- _Aufgabe_: Gib den Abschnitt des Textes über Bienenpollen von „Karl-Heinz Jansen, SYKAM“ bis „heimischen Stock transportiert.“ erneut wieder und ändere dabei „fünf Kilometern“ in „sechs Kilometern“.

- _Untersuchter Text_:
═══
03.11.2022
Bienenpollen als Indikatormatrix zur Katastererfassung pflanzlicher Biodiversität
Dr. Thomas Letzel , Analytisches Forschungsinstitut für Non-Target Screening GmbH (AFIN-TS)
Karl-Heinz Jansen, SYKAM Chromatographie Vertriebs GmbH
Stefan Ratering, Institut für Angewandte Mikrobiologie am iFZ der Uni Gießen
Bienen sind sehr fleißige Pollensammlerinnen. Sie erkunden auf der Suche nach Nahrung einen Umkreis von bis zu fünf Kilometern, und jede sammelt an schönen Tagen in ihren Pollenkörbchen bis zu einem halben Gramm Blütenstaub bzw. Pollen. Dabei werden von den Sammlerinnen blühende Pflanzen, genauer Insektenbestäuberpflanzen, angeflogen und die Pollen im sogenannten Pollenhöschen in den heimischen Stock transportiert.
═══
(Gesammelte Dateneinträge)
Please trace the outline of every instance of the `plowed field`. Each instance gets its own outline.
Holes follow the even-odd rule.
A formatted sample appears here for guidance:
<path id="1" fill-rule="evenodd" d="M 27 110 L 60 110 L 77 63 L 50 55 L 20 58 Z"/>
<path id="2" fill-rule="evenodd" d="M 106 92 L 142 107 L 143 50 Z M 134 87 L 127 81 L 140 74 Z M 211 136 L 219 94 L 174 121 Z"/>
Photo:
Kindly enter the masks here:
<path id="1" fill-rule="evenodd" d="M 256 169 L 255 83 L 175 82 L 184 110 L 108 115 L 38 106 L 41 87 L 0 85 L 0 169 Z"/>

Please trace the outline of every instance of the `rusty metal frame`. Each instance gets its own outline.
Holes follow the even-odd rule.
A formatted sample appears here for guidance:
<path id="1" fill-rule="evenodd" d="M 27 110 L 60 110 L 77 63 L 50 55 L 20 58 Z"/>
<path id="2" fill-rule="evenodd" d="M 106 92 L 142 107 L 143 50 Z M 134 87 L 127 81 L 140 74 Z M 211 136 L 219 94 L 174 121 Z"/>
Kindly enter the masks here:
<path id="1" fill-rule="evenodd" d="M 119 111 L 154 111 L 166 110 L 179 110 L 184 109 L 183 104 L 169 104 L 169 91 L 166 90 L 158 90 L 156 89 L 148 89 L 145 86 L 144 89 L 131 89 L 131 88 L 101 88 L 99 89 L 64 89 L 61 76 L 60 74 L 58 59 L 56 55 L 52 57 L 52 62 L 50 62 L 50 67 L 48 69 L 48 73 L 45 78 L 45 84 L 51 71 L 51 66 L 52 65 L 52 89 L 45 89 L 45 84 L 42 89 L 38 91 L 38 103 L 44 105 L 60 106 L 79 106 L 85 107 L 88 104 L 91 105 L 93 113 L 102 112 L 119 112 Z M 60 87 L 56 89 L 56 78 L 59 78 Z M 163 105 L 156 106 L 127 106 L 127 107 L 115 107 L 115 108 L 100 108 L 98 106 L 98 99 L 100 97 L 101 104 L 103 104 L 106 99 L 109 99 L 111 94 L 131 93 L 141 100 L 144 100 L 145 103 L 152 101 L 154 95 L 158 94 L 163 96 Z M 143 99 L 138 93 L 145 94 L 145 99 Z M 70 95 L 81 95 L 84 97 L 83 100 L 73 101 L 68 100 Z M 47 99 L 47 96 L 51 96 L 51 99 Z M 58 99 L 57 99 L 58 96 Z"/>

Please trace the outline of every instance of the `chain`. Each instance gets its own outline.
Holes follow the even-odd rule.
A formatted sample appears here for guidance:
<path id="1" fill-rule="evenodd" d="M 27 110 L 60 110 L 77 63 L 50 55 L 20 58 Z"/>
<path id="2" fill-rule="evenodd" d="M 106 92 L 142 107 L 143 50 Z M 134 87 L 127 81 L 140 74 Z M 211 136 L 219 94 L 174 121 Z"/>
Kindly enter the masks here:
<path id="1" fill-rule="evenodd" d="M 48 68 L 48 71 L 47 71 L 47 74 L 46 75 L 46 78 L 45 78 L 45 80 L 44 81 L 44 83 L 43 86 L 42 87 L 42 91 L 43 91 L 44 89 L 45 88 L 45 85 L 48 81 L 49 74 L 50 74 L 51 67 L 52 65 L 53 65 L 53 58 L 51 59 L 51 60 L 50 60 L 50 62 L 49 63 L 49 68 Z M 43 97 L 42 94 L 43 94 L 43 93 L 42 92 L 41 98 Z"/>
═══
- _Lösung_:
Karl-Heinz Jansen, SYKAM Chromatographie Vertriebs GmbH
Stefan Ratering, Institut für Angewandte Mikrobiologie am iFZ der Uni Gießen
Bienen sind sehr fleißige Pollensammlerinnen. Sie erkunden auf der Suche nach Nahrung einen Umkreis von bis zu sechs Kilometern, und jede sammelt an schönen Tagen in ihren Pollenkörbchen bis zu einem halben Gramm Blütenstaub bzw. Pollen. Dabei werden von den Sammlerinnen blühende Pflanzen, genauer Insektenbestäuberpflanzen, angeflogen und die Pollen im sogenannten Pollenhöschen in den heimischen Stock transportiert.